■ YOUR TASK:
Return unchanged the part of the rows that opens with the line containing "of the blue", including that line, and closes with the last row.

(Rows from a data source)
═══

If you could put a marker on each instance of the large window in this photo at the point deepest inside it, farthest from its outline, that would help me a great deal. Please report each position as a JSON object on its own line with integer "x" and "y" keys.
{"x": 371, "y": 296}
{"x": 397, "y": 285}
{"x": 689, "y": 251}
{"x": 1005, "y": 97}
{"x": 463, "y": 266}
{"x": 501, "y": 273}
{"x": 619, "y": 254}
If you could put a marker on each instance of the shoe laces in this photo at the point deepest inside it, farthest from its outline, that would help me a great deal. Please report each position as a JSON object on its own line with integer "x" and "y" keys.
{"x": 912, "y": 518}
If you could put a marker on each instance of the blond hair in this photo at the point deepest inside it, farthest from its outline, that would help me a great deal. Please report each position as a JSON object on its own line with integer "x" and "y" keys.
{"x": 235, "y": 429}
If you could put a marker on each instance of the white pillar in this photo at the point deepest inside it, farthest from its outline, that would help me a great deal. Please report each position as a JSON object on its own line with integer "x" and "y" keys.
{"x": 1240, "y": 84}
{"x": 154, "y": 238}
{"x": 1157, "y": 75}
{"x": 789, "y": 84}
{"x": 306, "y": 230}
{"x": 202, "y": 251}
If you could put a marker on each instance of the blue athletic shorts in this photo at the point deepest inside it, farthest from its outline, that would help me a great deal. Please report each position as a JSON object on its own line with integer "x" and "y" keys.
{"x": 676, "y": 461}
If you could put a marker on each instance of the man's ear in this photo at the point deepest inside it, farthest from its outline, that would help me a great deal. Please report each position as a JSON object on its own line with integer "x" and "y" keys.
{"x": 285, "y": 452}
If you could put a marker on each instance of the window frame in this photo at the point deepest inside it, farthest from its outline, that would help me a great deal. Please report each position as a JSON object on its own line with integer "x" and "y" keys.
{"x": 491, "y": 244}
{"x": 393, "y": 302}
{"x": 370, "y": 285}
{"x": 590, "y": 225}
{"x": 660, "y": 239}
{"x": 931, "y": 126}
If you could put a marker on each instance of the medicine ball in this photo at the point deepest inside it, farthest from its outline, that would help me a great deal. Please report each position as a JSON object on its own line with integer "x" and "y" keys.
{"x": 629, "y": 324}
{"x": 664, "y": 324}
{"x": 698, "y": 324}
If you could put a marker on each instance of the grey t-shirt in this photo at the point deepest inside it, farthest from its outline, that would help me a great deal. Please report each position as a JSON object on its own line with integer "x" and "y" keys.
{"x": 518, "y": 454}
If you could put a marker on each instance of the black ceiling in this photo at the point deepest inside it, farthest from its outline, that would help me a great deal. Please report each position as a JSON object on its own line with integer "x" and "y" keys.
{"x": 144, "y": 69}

═══

■ FULL OUTPUT:
If you could put a marker on each instance of the blue athletic shorts in this photo at the point deepest inside it, farthest from its outline, that would help me a great deal. Please report each position as a JSON object on its own line with integer "x" and "y" keys.
{"x": 676, "y": 461}
If you could put a marker on each instance of the man's ear in this photo at the point deepest inside it, farthest from its outline, that would help me a great deal. Please report each position as a JSON object on its own line with integer "x" and "y" keys.
{"x": 285, "y": 452}
If you could put a marker on each instance of the window frame in this photo at the point deepest inside it, farthest from its outline, that would help me a great deal. Please report each position as a JSON object on its own line with integer "x" and "y" keys.
{"x": 491, "y": 244}
{"x": 393, "y": 302}
{"x": 370, "y": 285}
{"x": 590, "y": 225}
{"x": 660, "y": 239}
{"x": 931, "y": 126}
If you could put a marker on each instance of the medicine ball in this photo at the point deepest inside it, farthest from its outline, that would help me a great deal. Please report each position as a JSON object on its own line with integer "x" and "y" keys.
{"x": 629, "y": 324}
{"x": 664, "y": 324}
{"x": 698, "y": 324}
If you could put a marker on each instance of the grey t-shirt in this photo at the point deepest inside it, farthest from its outline, that would help me a great deal. Please report each position as a JSON object on its own line with integer "x" and "y" keys.
{"x": 518, "y": 454}
If you could put a marker on each instance of the black ceiling in this photo at the point deepest inside it, farthest from its outline, that would help me a great deal. Please report each position as a JSON object on its own line with integer "x" and "y" keys.
{"x": 144, "y": 69}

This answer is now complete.